### Passage
▼▼▼
Daniele Compatangelo (born November 15, 1975) is an Italian journalist. He lives in the United States.

Biography 
Compatangelo was born in Savona and raised in Torino, Italy where he studied at Collegio San Giuseppe. He attended the University of Torino, where he graduated in 2003 in law with a thesis on the "Reform of CONI" (the Italian National Olympic Committee).

He became a member of the Italian Press Bar Association in 2008 (Ordine dei Giornalisti di Torino – Professionista). He is one of the correspondents from the United States, for Italian media outlet RTI Reti Televisive Italiane Mediaset. He is also known for his coverage from the US Senate for the Italian news show Mezz'ora in Più Il Mondo che Verrà.

Thanks to his news reports in March 2020 he become Associated Member at the White House Correspondent  Association WHCA in Washington DC.

He is also known in Italy for becoming the first Italian journalist to have interviewed the 46th President of the United States Joe Biden

Career

Early career 
In the late 1990s, he began freelancing in media relations at the FIS Alpine Ski World Cup in Sestriere. He later continued working in media relations in 30 different sporting events around the world, such as the FIS Alpine World Ski Championships in Sestriere (1997), Vail – Colorado (1999), Bormio – Italy (2005); the International Track and Field Meeting in different locations (1994–2000), the Gerald Ford Golf Tournament in Vail – Colorado (1998), the National Basketball Association Europe Live Tour (2007) and the 2007 Winter Universiade in Torino.

In 2006, he was hired by NBC Universal as bureau coordinator and producer at the 2006 Winter Olympics in Torino. Together with the Olympic production team, he organized NBC's on-air broadcasting studio and facilities. Later on, he covered, as reporter the 2008 Summer Olympics in Beijing while at 2010 Winter Olympics in Vancouver, he was hired as one of the managers of the International Broadcast Centre. His last coverage the 2012 Summer Olympics in London.

In the fall of 2008 he worked as sport correspondent at Infront Media at that year Alpine Ski World Cup season and the same year, he began freelancing for Italian daily newspaper "Il Secolo XIX" covering events such as the FIS Alpine Ski World Cup, the Mediterranean Games in Pescara and the FIS Alpine World Ski Championships 2009 in Val-d'Isère.
▲▲▲
### Extracted data
▼▼▼
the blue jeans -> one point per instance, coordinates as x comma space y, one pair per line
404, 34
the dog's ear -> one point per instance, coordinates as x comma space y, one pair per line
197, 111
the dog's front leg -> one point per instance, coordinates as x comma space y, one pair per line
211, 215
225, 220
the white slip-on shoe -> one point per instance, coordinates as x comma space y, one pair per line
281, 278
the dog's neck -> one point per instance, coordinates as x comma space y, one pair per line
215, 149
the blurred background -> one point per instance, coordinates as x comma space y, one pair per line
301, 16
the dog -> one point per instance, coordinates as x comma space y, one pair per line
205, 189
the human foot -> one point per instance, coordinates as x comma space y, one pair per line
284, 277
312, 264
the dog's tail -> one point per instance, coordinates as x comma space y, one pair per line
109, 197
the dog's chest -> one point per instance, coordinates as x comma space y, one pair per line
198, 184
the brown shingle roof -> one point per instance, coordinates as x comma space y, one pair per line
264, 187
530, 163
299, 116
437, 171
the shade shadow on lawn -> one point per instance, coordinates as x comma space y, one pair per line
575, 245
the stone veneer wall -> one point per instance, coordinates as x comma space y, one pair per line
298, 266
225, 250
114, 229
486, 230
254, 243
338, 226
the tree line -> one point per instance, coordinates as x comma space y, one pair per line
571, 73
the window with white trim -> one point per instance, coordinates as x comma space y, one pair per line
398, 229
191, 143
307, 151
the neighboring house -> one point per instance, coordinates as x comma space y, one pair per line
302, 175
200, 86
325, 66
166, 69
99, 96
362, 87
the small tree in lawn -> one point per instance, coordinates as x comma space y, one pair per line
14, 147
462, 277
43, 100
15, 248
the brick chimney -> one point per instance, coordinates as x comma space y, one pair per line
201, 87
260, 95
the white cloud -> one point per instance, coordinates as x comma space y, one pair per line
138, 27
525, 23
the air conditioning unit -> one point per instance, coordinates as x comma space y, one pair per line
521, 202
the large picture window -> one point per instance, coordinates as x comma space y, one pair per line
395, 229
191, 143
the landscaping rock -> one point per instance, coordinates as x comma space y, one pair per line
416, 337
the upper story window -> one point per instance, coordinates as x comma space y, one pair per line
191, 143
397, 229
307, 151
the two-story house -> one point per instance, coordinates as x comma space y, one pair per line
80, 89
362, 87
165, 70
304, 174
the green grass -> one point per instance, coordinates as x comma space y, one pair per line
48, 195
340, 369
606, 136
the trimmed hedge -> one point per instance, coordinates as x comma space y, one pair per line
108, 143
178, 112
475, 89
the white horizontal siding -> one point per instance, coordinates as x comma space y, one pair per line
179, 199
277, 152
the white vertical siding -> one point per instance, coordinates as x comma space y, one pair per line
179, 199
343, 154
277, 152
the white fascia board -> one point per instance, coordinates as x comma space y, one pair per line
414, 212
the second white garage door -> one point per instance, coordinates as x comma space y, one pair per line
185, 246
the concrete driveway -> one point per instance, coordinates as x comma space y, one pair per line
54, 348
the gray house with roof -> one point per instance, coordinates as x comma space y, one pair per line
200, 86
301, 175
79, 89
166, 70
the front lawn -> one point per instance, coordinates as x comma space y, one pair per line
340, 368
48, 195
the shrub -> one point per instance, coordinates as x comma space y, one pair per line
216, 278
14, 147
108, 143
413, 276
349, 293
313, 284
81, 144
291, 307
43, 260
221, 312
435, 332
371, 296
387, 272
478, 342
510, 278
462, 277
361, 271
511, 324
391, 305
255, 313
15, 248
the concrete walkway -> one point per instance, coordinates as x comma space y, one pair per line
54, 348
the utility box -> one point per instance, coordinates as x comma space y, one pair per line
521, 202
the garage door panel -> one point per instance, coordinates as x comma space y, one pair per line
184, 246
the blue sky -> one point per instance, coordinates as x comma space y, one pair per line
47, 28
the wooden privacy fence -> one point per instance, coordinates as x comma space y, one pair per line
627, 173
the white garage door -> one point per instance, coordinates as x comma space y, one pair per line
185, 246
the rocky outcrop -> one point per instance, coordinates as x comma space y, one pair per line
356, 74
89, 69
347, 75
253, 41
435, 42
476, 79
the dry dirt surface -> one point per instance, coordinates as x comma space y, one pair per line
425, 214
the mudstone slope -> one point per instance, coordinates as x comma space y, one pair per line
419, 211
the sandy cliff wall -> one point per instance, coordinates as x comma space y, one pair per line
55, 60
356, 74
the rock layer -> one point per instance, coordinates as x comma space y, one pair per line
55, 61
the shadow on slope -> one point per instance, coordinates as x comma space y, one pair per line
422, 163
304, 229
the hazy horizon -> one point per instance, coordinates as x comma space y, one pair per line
▲▲▲
### Challenge A
What does the Compatangelo biography state about each of these points?
(i) In which city was Compatangelo born?
(ii) In what year did he become a member of the Italian Press Bar Association?
(iii) What roles did NBC Universal hire him for at the 2006 Winter Olympics in Torino?
### Challenge B
Could you carry the Compatangelo biography forward from its final sentence?

### Final result A
(i) Savona
(ii) 2008
(iii) Bureau coordinator and producer

### Final result B
In 2011, his documentary "The Los Angeles Break Down" about the tragic and uncontrolled homeless crises in Los Angeles was nominated at the Southern California Journalism Awards.

The coverage of the January 6th and the interview with President Joe Biden 

His career had a breakthrough during the January 6, 2020 insurrection in Washington DC, when Italian broadcaster SkyTg24 asked him to cover the 2020 Presidential Election. At that time he was the only Italian correspondent  reporting Live from the US Capitol when the mobs stormed the Parliament.

Thanks to his outstanding news coverage of the attack, Italian news show Mezz'Ora in Più il Mondo che Verrà on Italian television RAI , called him to work for the show from the US Parliament, where a year later, on January 6, 2022, he became the first and only Italian journalist to interview the 46th President of the United States Joe Biden, on the anniversary of the insurrection.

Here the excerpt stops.